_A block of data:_

====================

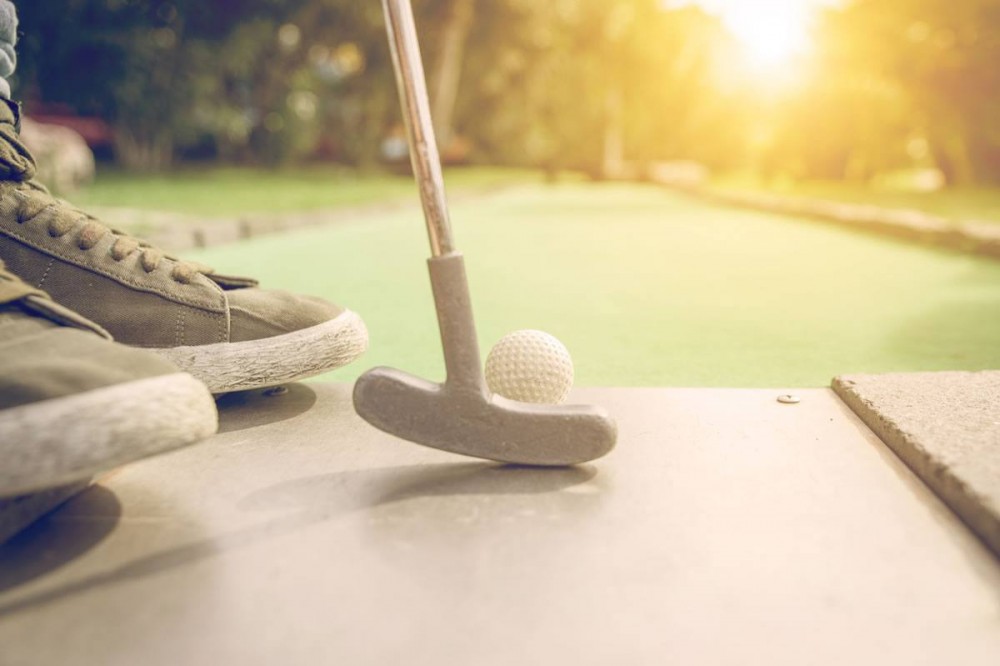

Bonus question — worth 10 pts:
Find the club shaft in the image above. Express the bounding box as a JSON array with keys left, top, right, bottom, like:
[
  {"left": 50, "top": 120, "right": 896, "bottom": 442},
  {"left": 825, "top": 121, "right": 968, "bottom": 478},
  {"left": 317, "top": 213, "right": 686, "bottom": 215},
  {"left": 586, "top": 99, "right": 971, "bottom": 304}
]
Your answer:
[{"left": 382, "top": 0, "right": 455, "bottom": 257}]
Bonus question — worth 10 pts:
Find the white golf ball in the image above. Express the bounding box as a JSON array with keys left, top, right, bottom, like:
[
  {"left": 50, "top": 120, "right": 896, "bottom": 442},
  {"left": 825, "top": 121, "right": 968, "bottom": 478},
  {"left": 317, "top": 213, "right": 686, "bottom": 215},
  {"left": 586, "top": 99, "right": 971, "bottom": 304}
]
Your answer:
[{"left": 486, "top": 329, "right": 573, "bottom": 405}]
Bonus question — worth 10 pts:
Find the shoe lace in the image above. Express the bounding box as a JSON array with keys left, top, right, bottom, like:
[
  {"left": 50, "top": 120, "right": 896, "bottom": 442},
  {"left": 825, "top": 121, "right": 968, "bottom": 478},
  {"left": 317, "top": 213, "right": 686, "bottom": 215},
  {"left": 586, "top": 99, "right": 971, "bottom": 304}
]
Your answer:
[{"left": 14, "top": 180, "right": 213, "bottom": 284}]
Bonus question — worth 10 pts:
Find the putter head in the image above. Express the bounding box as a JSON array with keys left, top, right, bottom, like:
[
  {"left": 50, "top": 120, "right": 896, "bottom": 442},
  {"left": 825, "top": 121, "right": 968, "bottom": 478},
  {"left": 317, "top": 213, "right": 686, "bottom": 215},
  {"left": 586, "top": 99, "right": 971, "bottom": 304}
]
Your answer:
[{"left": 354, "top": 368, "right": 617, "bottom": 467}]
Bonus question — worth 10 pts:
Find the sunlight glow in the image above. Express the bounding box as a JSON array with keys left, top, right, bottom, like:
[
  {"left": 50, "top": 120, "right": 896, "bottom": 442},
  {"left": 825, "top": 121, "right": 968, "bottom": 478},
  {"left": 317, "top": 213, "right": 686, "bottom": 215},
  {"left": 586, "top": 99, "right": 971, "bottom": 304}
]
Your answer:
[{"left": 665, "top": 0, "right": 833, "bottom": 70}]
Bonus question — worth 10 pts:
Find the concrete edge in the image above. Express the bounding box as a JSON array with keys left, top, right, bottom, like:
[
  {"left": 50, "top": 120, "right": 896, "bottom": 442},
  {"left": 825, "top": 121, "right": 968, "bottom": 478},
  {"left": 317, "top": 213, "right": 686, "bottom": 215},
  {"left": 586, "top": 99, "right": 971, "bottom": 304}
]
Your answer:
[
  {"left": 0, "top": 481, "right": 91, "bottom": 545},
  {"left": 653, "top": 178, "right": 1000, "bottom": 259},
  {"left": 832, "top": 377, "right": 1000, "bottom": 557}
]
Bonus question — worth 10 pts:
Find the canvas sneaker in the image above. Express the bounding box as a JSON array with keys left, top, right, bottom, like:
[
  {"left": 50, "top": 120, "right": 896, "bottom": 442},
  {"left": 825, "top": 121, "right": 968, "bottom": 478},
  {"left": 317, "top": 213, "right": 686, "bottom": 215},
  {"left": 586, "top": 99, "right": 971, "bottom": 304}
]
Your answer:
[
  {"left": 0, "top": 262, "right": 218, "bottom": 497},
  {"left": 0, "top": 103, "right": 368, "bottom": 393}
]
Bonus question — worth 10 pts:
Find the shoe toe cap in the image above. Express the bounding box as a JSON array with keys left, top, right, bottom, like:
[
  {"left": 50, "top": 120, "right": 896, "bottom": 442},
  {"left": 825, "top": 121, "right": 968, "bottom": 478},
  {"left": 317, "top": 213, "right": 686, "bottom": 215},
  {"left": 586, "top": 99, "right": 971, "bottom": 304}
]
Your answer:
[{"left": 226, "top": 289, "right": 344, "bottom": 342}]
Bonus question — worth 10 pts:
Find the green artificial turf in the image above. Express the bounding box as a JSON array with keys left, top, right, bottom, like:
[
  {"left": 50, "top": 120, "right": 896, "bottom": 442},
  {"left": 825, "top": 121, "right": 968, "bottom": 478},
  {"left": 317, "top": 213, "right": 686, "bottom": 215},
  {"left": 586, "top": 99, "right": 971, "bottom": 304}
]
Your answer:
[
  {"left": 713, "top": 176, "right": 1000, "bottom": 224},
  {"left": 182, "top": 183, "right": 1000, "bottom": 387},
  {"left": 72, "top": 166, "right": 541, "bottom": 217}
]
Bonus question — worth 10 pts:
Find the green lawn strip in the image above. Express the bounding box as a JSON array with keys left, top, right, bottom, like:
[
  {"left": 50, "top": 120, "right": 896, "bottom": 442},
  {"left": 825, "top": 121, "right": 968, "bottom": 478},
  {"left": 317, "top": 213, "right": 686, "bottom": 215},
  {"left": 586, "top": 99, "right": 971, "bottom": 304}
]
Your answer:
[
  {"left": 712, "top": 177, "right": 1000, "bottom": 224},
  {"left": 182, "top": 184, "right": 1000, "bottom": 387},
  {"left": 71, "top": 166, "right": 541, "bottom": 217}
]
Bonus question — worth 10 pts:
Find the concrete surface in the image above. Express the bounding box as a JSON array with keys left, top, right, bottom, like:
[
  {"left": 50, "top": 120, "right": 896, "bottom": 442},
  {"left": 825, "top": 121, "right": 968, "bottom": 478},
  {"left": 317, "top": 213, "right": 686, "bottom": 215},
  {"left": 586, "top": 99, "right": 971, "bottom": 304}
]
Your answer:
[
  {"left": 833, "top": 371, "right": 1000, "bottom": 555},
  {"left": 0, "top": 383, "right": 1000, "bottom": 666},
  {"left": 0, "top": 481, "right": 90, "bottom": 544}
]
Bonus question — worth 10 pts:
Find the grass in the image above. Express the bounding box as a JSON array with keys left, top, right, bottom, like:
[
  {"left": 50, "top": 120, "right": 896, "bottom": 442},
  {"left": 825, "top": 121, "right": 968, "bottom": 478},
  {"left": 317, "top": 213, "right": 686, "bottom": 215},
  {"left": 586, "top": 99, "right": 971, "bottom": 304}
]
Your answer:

====================

_Task details:_ Transcribe the material exactly, and leave out whatever pictures it holds.

_Result of this task:_
Bonus question — worth 10 pts:
Find the club shaft in the image above. Express the bounding box as a JSON array with keys left, top, right, bottom, like:
[
  {"left": 50, "top": 120, "right": 896, "bottom": 442},
  {"left": 825, "top": 121, "right": 968, "bottom": 478},
  {"left": 317, "top": 213, "right": 686, "bottom": 215},
  {"left": 586, "top": 99, "right": 971, "bottom": 304}
]
Your answer:
[{"left": 382, "top": 0, "right": 455, "bottom": 257}]
Bonus question — worth 10 pts:
Find the white golf ball in the image above. Express the bounding box as a JSON array with keys left, top, right, bottom, like:
[
  {"left": 50, "top": 120, "right": 896, "bottom": 442},
  {"left": 825, "top": 121, "right": 968, "bottom": 478},
  {"left": 317, "top": 213, "right": 686, "bottom": 215},
  {"left": 586, "top": 99, "right": 971, "bottom": 304}
]
Your answer:
[{"left": 486, "top": 329, "right": 573, "bottom": 405}]
Bonus question — worth 10 pts:
Find the shoe lace in the image above. Express the bounding box as a JSON array with keys left, top, right, bottom, like:
[
  {"left": 50, "top": 120, "right": 896, "bottom": 442},
  {"left": 825, "top": 121, "right": 968, "bottom": 478},
  {"left": 317, "top": 213, "right": 686, "bottom": 215},
  {"left": 586, "top": 99, "right": 971, "bottom": 304}
]
Your answer:
[{"left": 14, "top": 180, "right": 213, "bottom": 284}]
Bonus question — worth 10 pts:
Find the putter head in the image above. Express the bounding box as a JSON array with keys left, top, right, bottom, like:
[
  {"left": 50, "top": 120, "right": 896, "bottom": 442},
  {"left": 825, "top": 121, "right": 968, "bottom": 478},
  {"left": 317, "top": 213, "right": 686, "bottom": 215},
  {"left": 586, "top": 99, "right": 971, "bottom": 304}
]
Your answer:
[{"left": 354, "top": 368, "right": 617, "bottom": 467}]
Bonus question — worth 10 pts:
Find the sunlight glow in the image above. Express the bounding box as a JSON array with keys left, top, right, bottom, like:
[
  {"left": 50, "top": 120, "right": 896, "bottom": 442},
  {"left": 825, "top": 121, "right": 968, "bottom": 478},
  {"left": 317, "top": 213, "right": 686, "bottom": 215},
  {"left": 586, "top": 99, "right": 971, "bottom": 304}
]
Your answer:
[{"left": 665, "top": 0, "right": 833, "bottom": 70}]
Bonus question — worth 10 pts:
Find the concrete edge in the image above. Express the bounding box as a JSON array with keys left, top, right, bottom, like:
[
  {"left": 50, "top": 120, "right": 896, "bottom": 442},
  {"left": 825, "top": 121, "right": 968, "bottom": 478},
  {"left": 317, "top": 213, "right": 686, "bottom": 215},
  {"left": 586, "top": 99, "right": 971, "bottom": 304}
]
Your answer:
[
  {"left": 0, "top": 481, "right": 91, "bottom": 545},
  {"left": 653, "top": 178, "right": 1000, "bottom": 259},
  {"left": 832, "top": 377, "right": 1000, "bottom": 557}
]
Bonus question — worth 10 pts:
Find the canvas sneaker in the image above. Express the bounding box as a JSON array with keys left, top, right, bottom, like:
[
  {"left": 50, "top": 120, "right": 896, "bottom": 442},
  {"left": 825, "top": 121, "right": 968, "bottom": 478},
  {"left": 317, "top": 213, "right": 686, "bottom": 215},
  {"left": 586, "top": 99, "right": 971, "bottom": 304}
]
Your answer:
[
  {"left": 0, "top": 262, "right": 218, "bottom": 497},
  {"left": 0, "top": 103, "right": 368, "bottom": 393}
]
Bonus question — worth 10 pts:
Find the shoe toe cap in the image above. Express the bounding box as a JSON array with keys left, top, right, bottom, like:
[
  {"left": 50, "top": 120, "right": 896, "bottom": 442},
  {"left": 825, "top": 121, "right": 968, "bottom": 478},
  {"left": 317, "top": 213, "right": 686, "bottom": 215},
  {"left": 586, "top": 99, "right": 971, "bottom": 304}
]
Your answer:
[{"left": 226, "top": 289, "right": 344, "bottom": 342}]
Bonus question — worth 10 pts:
Find the green artificial turf in the image above. Express the bounding box as a JSON array with keys left, top, right, bottom, like:
[
  {"left": 50, "top": 120, "right": 896, "bottom": 442},
  {"left": 825, "top": 121, "right": 968, "bottom": 478},
  {"left": 317, "top": 213, "right": 686, "bottom": 215},
  {"left": 586, "top": 99, "right": 971, "bottom": 304}
]
Your answer:
[
  {"left": 713, "top": 176, "right": 1000, "bottom": 224},
  {"left": 182, "top": 183, "right": 1000, "bottom": 387},
  {"left": 72, "top": 166, "right": 541, "bottom": 217}
]
Bonus question — worth 10 pts:
Find the green lawn strip in the image above. Express the bounding box as a JSON array with keys left, top, right, bottom, like:
[
  {"left": 50, "top": 120, "right": 896, "bottom": 442},
  {"left": 825, "top": 121, "right": 968, "bottom": 478},
  {"left": 317, "top": 213, "right": 686, "bottom": 215},
  {"left": 586, "top": 99, "right": 971, "bottom": 304}
]
Your answer:
[
  {"left": 712, "top": 177, "right": 1000, "bottom": 224},
  {"left": 182, "top": 184, "right": 1000, "bottom": 387},
  {"left": 71, "top": 166, "right": 541, "bottom": 217}
]
Bonus question — worth 10 pts:
Find the concrete surface in the image above. Express the bounding box as a JSON array with keys left, top, right, bottom, like:
[
  {"left": 50, "top": 120, "right": 896, "bottom": 442},
  {"left": 825, "top": 121, "right": 968, "bottom": 478},
  {"left": 317, "top": 213, "right": 686, "bottom": 215},
  {"left": 586, "top": 99, "right": 971, "bottom": 304}
]
Your answer:
[
  {"left": 833, "top": 371, "right": 1000, "bottom": 555},
  {"left": 0, "top": 383, "right": 1000, "bottom": 666},
  {"left": 0, "top": 481, "right": 90, "bottom": 544}
]
Bonus question — worth 10 pts:
Find the grass in the image above. Express the bounding box as a JSON array with keys left, top, right, bottom, like:
[
  {"left": 50, "top": 120, "right": 896, "bottom": 442},
  {"left": 825, "top": 121, "right": 968, "bottom": 478},
  {"left": 317, "top": 213, "right": 686, "bottom": 215},
  {"left": 586, "top": 99, "right": 971, "bottom": 304}
]
Your answer:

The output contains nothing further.